__Activities__.
1. From the article on the Texas winter storm, reproduce the passage that begins at the words "On February 9, officials" and stops after "historically freezing weather.".
2. Pick up the article on the Texas winter storm and power outages where it stops, and write what comes next.

__Exercise text__.
--- START ---

On February 9, officials with the Electric Reliability Council of Texas, the state’s electric grid regulator, recognized historically low winter temperatures, snow, sleet, and freezing rain were approaching. What followed in the next week has contributed to dozens of deaths, food shortages, and confusion as to how it all happened.
Texas is powered on a separate electric grid, unlike the rest of the country which shares power through a network of grids. Without the capability of bringing in electricity from neighboring states, like others do during emergencies, Texas, one of the energy centers of the world, was left in the dark during the historically freezing weather.
At the beginning of the month, forecasters in the state monitored the movement of the storm front that came in from the north and west, warning that low temperatures, winter precipitation, and dangerous conditions were expected at least a week before the storm arrived.
The dangerous weather conditions caused a 130-car pile up in Fort Worth left six people dead on February 11. Several other multi-vehicle accidents were reported in the state. The following day (February 12), Texas Governor Greg Abbott issued a disaster declaration in all 254 counties.
As early as February 14, ERCOT began asking consumers to conserve energy as much as possible because the weather created a “record-breaking demand on the power grid.”
The Grid Went Offline
Early Monday morning (February 15), ERCOT initiated rolling blackouts to attempt to preserve power and prevent a “catastrophic blackout.” The blackouts lasted, however due to technical difficulties and high demand, leaving millions without power or heat in frigid temperatures. The state’s system, which uses primarily natural gas, did not have enough energy generation to keep up with the demand placed on the electrical grid.
Before the grid went offline, ERCOT officials did little to actually prepare for the weather conditions. A report by KSAT found that ERCOT board members had only spent 40 seconds discussing plans for the winter storm. At least five of those board members, who do not live in Texas, have resigned in the aftermath of the storm that left several dead.
Millions Without Power Or Water
Some residents reported temperatures below freezing inside of their homes. Unfortunately, several deaths were reported in connection with the conditions as families and individuals desperately struggled to find any means to stay warm. Some residents went without power or water for over a week, with many still waiting for water to return to their homes as repairs are underway.

--- END ---

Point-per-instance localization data
--- START ---

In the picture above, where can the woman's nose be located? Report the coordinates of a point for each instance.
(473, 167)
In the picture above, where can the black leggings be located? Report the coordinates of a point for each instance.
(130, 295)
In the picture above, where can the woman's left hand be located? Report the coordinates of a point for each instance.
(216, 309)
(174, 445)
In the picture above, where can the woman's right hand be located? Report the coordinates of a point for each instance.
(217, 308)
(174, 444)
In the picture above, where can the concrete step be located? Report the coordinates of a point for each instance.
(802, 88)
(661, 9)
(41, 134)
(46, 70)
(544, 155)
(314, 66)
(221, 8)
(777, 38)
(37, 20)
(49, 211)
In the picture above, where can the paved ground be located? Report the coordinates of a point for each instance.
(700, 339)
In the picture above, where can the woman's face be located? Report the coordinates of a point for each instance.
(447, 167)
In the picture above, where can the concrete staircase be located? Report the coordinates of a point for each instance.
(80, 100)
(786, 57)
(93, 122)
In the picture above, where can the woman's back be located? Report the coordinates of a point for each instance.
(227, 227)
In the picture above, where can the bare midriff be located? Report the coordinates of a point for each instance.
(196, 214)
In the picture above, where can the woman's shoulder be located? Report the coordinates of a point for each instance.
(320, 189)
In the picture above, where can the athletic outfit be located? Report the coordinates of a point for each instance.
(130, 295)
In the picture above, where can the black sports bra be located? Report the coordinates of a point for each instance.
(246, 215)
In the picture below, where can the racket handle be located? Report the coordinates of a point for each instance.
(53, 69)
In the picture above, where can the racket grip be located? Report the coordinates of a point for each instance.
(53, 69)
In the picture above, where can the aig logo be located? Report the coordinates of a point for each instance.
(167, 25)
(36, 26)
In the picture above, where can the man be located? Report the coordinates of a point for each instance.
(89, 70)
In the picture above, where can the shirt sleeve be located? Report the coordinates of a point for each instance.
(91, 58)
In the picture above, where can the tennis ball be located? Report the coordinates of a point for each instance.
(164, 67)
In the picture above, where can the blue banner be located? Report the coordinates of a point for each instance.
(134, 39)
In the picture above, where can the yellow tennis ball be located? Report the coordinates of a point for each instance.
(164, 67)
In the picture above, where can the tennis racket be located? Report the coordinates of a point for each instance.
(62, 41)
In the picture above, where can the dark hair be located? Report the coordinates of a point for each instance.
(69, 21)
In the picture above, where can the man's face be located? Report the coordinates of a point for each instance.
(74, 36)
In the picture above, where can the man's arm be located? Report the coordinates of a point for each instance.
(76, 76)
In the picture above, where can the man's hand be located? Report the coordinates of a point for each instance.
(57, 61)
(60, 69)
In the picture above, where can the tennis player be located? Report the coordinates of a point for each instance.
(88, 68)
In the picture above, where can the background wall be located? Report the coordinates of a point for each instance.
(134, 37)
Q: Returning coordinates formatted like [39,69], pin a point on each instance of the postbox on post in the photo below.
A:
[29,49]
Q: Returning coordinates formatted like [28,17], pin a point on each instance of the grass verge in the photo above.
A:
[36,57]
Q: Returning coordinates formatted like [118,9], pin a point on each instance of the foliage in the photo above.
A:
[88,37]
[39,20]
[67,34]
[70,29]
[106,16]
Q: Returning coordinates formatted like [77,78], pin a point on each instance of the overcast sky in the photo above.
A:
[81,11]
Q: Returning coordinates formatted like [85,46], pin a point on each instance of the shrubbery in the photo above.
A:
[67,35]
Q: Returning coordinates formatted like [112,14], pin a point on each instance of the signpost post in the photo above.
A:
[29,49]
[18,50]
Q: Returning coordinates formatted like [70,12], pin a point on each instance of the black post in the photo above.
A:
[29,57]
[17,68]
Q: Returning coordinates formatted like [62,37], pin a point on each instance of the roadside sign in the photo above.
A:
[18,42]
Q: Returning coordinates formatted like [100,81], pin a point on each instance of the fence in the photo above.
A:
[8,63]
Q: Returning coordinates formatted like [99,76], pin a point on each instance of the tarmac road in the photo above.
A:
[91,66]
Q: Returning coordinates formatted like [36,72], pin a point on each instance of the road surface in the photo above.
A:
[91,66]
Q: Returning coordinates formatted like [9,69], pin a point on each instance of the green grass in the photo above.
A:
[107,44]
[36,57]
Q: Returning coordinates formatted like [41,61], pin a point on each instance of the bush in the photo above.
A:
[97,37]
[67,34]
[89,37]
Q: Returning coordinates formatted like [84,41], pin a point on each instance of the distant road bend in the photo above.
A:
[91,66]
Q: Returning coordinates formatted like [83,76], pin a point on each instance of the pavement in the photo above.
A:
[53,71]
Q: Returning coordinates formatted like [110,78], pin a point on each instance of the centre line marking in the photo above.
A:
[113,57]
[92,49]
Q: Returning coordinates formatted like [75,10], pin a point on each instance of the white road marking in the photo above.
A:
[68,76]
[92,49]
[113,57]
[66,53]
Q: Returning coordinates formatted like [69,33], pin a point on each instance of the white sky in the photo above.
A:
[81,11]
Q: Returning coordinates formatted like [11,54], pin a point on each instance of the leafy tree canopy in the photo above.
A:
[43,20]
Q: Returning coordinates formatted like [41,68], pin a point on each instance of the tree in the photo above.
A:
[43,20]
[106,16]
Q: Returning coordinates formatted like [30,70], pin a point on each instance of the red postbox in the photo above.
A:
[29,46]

--- END ---

__Expected results__.
1.
On February 9, officials with the Electric Reliability Council of Texas, the state’s electric grid regulator, recognized historically low winter temperatures, snow, sleet, and freezing rain were approaching. What followed in the next week has contributed to dozens of deaths, food shortages, and confusion as to how it all happened.
Texas is powered on a separate electric grid, unlike the rest of the country which shares power through a network of grids. Without the capability of bringing in electricity from neighboring states, like others do during emergencies, Texas, one of the energy centers of the world, was left in the dark during the historically freezing weather.

2.
On Top Of A Pandemic
The storm in Texas only compounded coronavirus pandemic-related problems for communities already devastated by COVID-19. Hospitals struggled to maintain a water supply, and food insecurity surged as millions of households had to throw away supplies spoiled without electricity.
For Black Texans and Texans of color, the disproportionate burden from the pandemic was intensified as early reports indicate rolling blackouts impacted Black communities and communities of color first and for longer periods of time, a byproduct of the nation’s history of environmental racism.
People seeking shelter in the state’s warming shelter also put themselves at risk for contracting the virus, gathering with others they may have not otherwise been in contact with.
Vaccination sites in the state were also shut down, delaying appointments for those looking to get the shot.
Several Texans have reported receiving astronomical utility bills from their power companies in the days following the storm, some totaling more than $10,000. The state allows utility providers to offer fluctuating prices, which is helpful when demand is low, however with the exponentially increased demand during the storm, some are left wondering if they’ll be responsible for paying the massive totals.
Some residents had the money automatically withdrawn from their accounts since they had their bill set up on auto pay, adding to the financial burden already in place amid the pandemic.
What Happens Now?
Hearings started Thursday (February 25) in the Texas House of Representatives to determine what specific breakdowns occurred within ERCOT and other power company executives. The first day lasted 15 hours.
In the meantime, families are rebuilding homes, waiting on plumbers to fix damaged or bursted pipes, and regaining their footing following the blackouts.
President Joe Biden approved emergency funding through FEMA to be sent to Texas. President Biden and First Lady Dr. Jill Biden made their way to the Lone Star State on Friday (February 26) to meet with state leaders. Dr. Biden is expected to visit the Houston Food Bank, where demand has increased in the wake of the storm.
Advocates are calling for upgrades, preparations, winterizing systems at the state level. For households and communities, getting and staying prepared for extreme weather conditions has gotten renewed attention, as many do not want to experience anything similar again.